:: Given information

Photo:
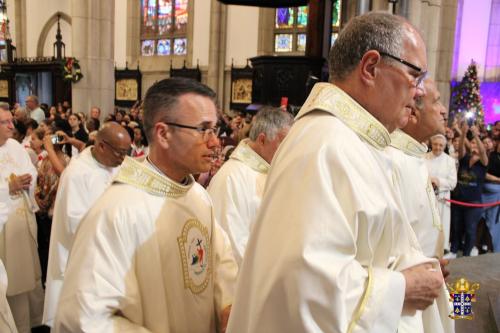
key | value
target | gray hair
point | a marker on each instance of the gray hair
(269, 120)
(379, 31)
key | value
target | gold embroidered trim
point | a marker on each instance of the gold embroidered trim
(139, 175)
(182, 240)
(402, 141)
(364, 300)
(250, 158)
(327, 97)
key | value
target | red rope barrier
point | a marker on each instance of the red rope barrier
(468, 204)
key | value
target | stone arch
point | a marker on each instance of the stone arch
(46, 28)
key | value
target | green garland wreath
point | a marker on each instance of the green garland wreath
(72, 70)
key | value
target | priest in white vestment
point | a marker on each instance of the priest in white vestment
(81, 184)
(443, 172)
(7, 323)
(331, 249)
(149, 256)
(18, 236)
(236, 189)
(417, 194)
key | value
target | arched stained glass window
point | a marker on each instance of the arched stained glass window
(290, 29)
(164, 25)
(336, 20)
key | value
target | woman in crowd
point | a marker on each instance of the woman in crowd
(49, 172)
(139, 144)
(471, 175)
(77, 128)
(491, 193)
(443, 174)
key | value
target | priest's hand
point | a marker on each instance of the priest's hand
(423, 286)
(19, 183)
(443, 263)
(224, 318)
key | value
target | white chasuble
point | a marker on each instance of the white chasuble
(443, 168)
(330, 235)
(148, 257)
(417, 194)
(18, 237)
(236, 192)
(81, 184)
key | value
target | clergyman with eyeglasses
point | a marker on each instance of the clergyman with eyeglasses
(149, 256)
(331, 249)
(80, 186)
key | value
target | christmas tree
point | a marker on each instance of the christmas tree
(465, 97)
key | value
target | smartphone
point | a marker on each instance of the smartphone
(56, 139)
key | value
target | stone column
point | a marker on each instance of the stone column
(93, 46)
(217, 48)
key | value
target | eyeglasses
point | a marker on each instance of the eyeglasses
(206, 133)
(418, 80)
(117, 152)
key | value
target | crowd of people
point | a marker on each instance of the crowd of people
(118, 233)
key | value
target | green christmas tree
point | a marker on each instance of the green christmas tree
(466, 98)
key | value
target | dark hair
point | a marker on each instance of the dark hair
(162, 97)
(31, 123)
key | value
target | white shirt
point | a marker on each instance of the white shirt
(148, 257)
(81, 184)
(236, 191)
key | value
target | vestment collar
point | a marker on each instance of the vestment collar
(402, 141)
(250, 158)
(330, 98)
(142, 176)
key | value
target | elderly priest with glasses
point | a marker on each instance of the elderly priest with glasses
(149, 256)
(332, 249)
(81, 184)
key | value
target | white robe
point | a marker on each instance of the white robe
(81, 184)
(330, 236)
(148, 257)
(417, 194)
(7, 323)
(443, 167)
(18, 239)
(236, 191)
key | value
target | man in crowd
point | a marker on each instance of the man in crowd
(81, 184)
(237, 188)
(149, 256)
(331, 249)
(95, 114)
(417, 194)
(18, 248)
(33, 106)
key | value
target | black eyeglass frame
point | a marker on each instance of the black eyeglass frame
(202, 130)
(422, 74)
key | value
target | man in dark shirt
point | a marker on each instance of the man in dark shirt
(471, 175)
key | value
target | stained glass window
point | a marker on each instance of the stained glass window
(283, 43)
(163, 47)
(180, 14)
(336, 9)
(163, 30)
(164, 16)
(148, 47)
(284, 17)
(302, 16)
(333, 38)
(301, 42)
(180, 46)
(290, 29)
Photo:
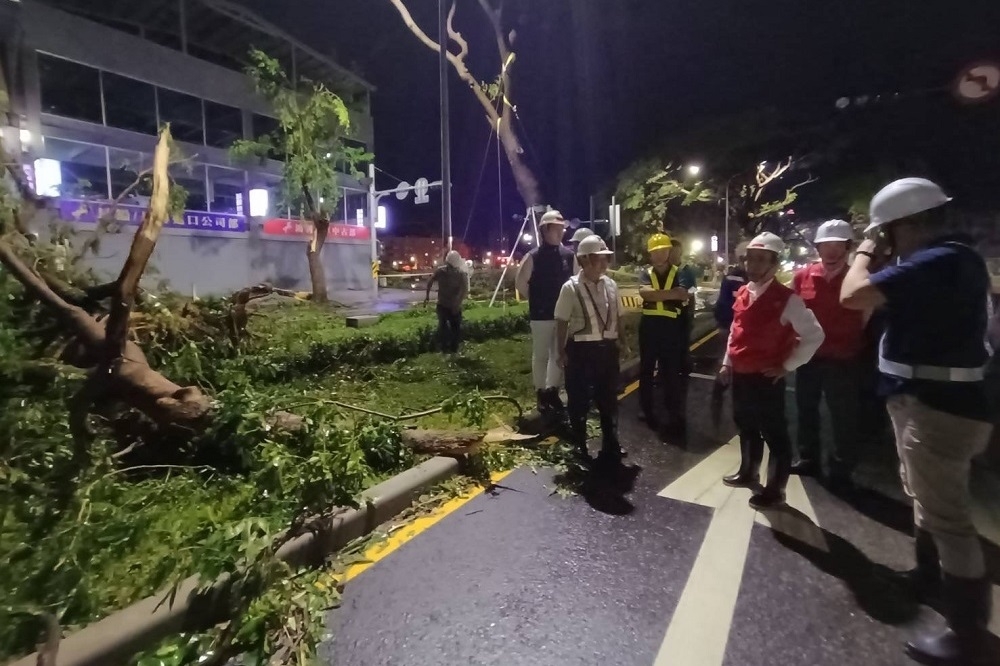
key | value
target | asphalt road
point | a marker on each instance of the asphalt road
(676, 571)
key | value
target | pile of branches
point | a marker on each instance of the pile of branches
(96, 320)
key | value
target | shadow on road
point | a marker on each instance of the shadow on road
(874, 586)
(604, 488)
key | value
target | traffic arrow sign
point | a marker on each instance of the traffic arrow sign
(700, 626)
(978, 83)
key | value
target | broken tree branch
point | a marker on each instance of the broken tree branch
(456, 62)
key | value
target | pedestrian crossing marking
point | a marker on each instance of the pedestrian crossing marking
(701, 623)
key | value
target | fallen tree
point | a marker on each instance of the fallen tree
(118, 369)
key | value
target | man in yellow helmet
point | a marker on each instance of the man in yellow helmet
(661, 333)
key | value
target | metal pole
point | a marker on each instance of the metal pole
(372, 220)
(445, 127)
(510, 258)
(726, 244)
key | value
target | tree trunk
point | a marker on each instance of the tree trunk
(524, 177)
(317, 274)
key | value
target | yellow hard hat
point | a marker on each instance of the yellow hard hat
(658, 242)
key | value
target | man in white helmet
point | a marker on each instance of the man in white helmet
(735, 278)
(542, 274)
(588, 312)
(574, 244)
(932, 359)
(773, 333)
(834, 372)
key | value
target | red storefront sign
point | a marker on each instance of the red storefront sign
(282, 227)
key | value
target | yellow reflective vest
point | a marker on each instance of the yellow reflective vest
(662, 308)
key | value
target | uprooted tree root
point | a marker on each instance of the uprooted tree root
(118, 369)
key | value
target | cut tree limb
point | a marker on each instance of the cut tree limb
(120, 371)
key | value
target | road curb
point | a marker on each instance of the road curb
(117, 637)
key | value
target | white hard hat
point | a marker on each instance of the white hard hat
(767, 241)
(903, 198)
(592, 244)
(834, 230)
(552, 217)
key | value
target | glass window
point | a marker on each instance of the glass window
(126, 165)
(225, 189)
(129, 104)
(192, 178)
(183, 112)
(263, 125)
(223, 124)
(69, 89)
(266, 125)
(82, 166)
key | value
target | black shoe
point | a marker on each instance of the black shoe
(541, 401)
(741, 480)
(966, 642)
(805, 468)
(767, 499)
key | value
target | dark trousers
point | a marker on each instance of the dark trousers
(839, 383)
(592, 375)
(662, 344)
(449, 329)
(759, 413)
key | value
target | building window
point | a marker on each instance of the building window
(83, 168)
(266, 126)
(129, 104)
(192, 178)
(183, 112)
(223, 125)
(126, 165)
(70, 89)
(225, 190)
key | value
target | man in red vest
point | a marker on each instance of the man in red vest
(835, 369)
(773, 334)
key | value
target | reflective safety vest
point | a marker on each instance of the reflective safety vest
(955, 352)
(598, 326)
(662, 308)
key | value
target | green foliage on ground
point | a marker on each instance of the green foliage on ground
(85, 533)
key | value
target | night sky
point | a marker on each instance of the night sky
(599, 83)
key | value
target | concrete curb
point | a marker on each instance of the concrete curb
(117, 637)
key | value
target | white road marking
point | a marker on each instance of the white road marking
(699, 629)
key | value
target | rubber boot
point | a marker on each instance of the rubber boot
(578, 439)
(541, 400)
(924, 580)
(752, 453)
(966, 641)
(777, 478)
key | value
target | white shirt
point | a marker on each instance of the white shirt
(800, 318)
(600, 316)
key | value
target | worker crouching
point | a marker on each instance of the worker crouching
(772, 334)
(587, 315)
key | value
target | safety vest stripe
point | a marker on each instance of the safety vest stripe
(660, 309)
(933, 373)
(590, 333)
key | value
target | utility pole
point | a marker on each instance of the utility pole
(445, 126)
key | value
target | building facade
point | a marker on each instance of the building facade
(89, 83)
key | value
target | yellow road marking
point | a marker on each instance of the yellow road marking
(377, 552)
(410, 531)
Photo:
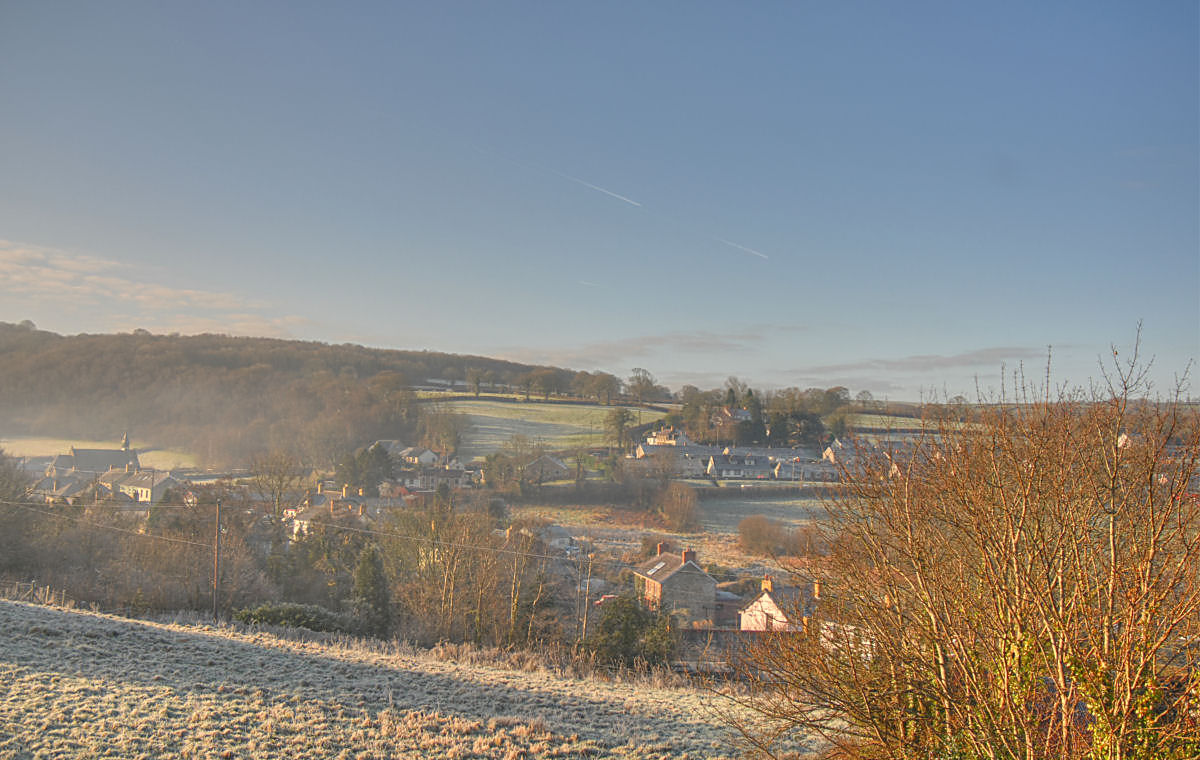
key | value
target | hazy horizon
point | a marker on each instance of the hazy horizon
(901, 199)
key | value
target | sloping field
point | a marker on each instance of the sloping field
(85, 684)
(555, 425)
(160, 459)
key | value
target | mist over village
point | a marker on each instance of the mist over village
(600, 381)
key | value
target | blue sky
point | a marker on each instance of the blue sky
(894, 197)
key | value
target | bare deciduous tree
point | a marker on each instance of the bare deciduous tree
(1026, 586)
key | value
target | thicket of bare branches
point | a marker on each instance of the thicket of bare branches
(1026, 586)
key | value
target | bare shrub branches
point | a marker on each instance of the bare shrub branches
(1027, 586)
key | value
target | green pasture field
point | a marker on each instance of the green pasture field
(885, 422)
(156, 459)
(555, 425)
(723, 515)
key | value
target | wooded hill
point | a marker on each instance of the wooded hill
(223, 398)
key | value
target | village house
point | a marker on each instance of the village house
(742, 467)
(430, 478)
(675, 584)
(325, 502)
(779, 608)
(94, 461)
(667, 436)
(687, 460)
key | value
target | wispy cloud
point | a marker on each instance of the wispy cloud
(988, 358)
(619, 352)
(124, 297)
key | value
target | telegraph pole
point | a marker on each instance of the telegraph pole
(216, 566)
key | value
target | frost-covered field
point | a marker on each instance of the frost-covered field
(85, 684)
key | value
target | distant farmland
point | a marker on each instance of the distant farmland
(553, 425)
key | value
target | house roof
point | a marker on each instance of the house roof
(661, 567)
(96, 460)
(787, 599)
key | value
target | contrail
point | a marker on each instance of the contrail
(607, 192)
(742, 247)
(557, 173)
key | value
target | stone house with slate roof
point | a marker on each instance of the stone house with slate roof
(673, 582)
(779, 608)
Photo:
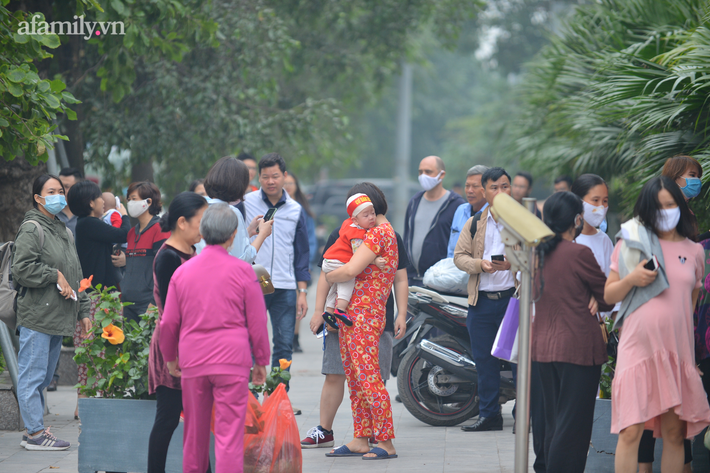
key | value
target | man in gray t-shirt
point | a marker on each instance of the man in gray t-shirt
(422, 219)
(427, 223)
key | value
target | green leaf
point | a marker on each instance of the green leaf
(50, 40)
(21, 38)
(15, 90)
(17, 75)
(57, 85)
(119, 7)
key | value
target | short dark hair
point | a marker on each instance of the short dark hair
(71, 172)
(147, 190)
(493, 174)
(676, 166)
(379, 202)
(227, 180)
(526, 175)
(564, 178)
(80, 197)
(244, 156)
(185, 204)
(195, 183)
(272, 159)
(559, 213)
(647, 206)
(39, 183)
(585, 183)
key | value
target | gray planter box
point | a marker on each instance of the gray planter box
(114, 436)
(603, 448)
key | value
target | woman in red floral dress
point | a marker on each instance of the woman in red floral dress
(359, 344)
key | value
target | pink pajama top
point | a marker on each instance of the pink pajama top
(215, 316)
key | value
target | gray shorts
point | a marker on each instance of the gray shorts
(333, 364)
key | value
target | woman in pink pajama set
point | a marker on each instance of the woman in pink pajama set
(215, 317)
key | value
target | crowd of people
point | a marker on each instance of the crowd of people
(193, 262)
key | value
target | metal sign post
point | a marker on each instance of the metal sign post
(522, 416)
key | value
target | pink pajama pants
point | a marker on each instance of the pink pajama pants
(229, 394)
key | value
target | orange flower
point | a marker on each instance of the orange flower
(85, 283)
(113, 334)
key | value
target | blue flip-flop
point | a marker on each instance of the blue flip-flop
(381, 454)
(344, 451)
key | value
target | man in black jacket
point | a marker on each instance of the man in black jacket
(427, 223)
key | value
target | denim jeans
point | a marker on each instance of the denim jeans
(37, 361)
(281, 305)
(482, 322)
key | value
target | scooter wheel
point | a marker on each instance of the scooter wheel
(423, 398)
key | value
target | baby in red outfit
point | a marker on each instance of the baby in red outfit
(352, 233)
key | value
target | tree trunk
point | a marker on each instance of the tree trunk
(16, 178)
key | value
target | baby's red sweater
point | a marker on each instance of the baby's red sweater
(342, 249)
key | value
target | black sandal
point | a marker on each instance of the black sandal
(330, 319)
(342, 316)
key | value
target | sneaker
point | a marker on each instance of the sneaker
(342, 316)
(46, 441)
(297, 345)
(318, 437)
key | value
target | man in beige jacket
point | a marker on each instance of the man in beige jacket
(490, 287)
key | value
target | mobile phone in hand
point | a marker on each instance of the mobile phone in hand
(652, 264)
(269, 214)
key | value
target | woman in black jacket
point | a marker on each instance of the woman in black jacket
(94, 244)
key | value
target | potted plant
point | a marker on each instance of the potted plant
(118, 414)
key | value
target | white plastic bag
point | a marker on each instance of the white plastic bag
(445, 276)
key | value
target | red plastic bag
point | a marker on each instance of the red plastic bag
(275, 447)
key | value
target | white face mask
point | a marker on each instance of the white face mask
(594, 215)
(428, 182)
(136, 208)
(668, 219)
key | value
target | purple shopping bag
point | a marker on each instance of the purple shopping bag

::::

◆ Directive: Count the lines of the material above that contain the string "telegraph", with case counting, and give only that number.

◆ The result: 2